In this exercise, each record below is to be written out again exactly.
********
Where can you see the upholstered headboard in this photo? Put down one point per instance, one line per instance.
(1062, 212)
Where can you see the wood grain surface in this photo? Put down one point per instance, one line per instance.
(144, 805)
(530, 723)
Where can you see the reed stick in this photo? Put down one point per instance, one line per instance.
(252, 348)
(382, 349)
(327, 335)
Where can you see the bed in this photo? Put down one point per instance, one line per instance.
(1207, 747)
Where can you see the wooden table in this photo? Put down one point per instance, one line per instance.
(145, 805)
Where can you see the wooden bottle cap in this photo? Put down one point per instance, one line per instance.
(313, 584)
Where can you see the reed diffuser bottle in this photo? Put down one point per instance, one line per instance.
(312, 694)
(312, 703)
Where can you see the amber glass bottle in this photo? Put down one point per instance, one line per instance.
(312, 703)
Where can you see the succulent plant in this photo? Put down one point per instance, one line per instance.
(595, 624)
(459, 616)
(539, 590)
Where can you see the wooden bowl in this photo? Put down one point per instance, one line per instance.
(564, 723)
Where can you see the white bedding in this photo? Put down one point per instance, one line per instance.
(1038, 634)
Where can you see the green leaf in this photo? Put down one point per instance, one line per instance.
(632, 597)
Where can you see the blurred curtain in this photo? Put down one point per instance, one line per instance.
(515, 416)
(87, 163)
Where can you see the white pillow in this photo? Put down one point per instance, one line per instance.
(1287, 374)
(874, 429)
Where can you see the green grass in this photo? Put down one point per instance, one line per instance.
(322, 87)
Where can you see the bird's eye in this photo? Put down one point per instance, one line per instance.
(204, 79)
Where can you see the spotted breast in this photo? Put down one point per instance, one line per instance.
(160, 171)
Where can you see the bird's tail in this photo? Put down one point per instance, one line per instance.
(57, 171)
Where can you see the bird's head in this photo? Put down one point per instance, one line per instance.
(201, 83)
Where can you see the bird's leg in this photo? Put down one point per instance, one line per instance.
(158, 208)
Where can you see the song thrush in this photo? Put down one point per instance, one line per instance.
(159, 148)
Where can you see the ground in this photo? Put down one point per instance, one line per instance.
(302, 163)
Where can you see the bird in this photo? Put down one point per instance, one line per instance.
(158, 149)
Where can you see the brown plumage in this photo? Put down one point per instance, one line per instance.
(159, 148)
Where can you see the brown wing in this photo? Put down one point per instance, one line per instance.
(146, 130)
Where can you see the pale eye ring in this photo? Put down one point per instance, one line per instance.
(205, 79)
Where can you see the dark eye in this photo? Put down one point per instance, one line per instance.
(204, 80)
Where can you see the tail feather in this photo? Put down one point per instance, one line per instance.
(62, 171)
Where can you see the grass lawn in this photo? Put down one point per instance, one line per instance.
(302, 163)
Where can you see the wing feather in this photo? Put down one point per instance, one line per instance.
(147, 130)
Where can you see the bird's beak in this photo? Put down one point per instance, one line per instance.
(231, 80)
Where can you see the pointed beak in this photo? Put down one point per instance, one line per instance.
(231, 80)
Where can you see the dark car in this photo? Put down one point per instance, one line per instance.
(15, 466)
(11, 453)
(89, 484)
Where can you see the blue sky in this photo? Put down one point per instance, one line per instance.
********
RESPONSE TO THE TASK:
Where can you see the upholstered headboard in this photo? Put down one point per instance, one line per instance.
(1062, 212)
Where can you see the wood grain surface in this photo? Put down one point per instance, one line per instance.
(144, 805)
(530, 723)
Where can you see the reed stick in this photo? Put down one point per instance, one line per instance.
(252, 348)
(382, 349)
(327, 335)
Where can you see the bed in this photo? Put down one point per instance, one line per instance.
(1207, 747)
Where can you see the wooden table in this photo? Put down one point per instance, one line per instance.
(145, 805)
Where can you see the wooden bottle cap in this photo? Put down one point per instance, one line per instance.
(313, 584)
Where can you see the reed diffuser bottle in this photo? Put down one point per instance, one line per instance.
(312, 694)
(312, 703)
Where can you see the amber glass bottle in this photo? Put down one point per instance, one line per instance.
(312, 703)
Where can you see the succulent plant in this photo? Put down one point per instance, one line per instance.
(595, 624)
(459, 616)
(539, 590)
Where can you see the wooden bowl in this photo? Put down one point per instance, one line per instance.
(564, 723)
Where can you see the white bedding in this photo? Put down one point per instance, one line per instance.
(1038, 634)
Where can you see the green leaf in this photo? Put down one point per instance, one line per instance.
(632, 597)
Where can you see the blurred curtain in this photo? Put down one point per instance, one line per instance.
(515, 416)
(87, 163)
Where can you see the white pillow in this photo? Put down one point per instance, one line per instance.
(1287, 374)
(874, 429)
Where can you see the green grass in this photo? Put down one point per instance, one line per instance.
(322, 87)
Where can you see the bird's eye in this photo? Put down one point per instance, one line per instance.
(204, 79)
Where can you see the spotted breast in this photo? Put down one point per instance, one line per instance.
(160, 171)
Where can you see the bird's tail in this photo? Put down one point per instance, one line per instance.
(57, 171)
Where can you see the bird's head in this photo? Put down one point per instance, one line per instance.
(201, 83)
Where can you see the bird's leg in this photo? Put down one point per instance, one line per instance.
(158, 208)
Where can you see the song thrush in this photo? Put down one point per instance, one line per instance.
(159, 148)
Where can you see the ground in this photo? Put down one point per instance, one line per instance.
(302, 163)
Where can you see the bird in this photo? Put down one point per instance, one line per instance.
(158, 149)
Where can you see the brown plumage in this photo? Put down one point per instance, one line per instance.
(159, 148)
Where can you see the brown wing in this photo? Put down one point per instance, one line per instance.
(146, 130)
Where can you see the pale eye ring in this photo? Put down one point per instance, one line per instance.
(205, 79)
Where can you see the dark eye in this photo? Put down one point per instance, one line per instance.
(204, 80)
Where can you see the tail feather in this photo? Put down one point per instance, one line per instance.
(62, 171)
Where can you see the grass lawn in this photo? Put down one point per instance, one line per instance.
(302, 163)
Where can you see the wing feather in this photo? Put down one point per instance, one line per instance.
(147, 130)
Where can you see the bird's beak in this photo? Put down one point per instance, one line per instance.
(231, 80)
Where can you see the pointed beak in this photo? Put down one point per instance, one line per instance.
(231, 80)
Where can you see the dark car in this photo? Put down one point per instance, one line per instance.
(15, 466)
(11, 453)
(89, 484)
Where can you see the blue sky in this photo? Put down one point per instance, one line per instance.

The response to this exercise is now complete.